::: Provided data

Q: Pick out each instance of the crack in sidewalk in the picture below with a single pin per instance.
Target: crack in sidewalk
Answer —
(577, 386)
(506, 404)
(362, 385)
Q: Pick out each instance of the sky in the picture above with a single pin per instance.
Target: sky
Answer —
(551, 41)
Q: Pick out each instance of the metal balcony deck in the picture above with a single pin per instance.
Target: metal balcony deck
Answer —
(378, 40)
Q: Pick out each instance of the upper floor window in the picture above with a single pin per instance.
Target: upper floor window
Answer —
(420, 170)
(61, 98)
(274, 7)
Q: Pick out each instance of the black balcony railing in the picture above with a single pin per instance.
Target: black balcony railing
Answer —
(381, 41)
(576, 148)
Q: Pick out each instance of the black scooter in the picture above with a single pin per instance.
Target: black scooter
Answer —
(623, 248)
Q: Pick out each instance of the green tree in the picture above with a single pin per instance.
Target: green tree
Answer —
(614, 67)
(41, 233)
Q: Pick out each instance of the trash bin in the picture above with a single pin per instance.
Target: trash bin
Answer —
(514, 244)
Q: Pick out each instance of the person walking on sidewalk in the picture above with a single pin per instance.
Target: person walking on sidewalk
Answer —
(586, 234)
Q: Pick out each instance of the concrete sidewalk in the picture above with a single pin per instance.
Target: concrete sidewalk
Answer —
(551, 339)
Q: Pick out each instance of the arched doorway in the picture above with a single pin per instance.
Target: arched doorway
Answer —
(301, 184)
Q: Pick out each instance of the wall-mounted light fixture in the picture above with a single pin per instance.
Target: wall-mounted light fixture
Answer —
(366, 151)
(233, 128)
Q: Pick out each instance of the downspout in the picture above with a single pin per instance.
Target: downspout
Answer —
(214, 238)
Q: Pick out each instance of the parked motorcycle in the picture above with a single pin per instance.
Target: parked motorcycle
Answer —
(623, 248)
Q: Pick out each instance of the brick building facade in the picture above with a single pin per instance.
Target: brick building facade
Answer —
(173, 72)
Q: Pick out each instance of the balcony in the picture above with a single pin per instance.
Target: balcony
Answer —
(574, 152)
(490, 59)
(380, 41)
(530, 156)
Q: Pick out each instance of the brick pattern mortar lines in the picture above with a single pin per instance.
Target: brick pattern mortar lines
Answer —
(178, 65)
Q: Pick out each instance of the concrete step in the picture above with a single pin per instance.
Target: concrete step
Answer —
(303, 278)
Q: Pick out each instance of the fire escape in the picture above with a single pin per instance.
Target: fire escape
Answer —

::::::

Task goal
The answer should hold the lines from the one containing "Q: Pick out each instance of the balcony" through the end of the entries above, set down exactly, with both ends included.

The completed task
Q: Pick out each instance of the balcony in the picture above with a single pin per instance.
Target: balcony
Answer —
(574, 152)
(490, 59)
(380, 41)
(530, 156)
Q: Pick out each instance of the brick pattern mortar lines in the picture above with a single pin per instance.
Target: brick pattern mortar lines
Answer —
(178, 65)
Q: Pick out each instance of the concrete step in the picture above with a single pin per instance.
Target: concrete step
Answer —
(303, 278)
Q: Pick out each instance of the fire escape in the picture above with a single pin per instance.
Target: fire escape
Answer —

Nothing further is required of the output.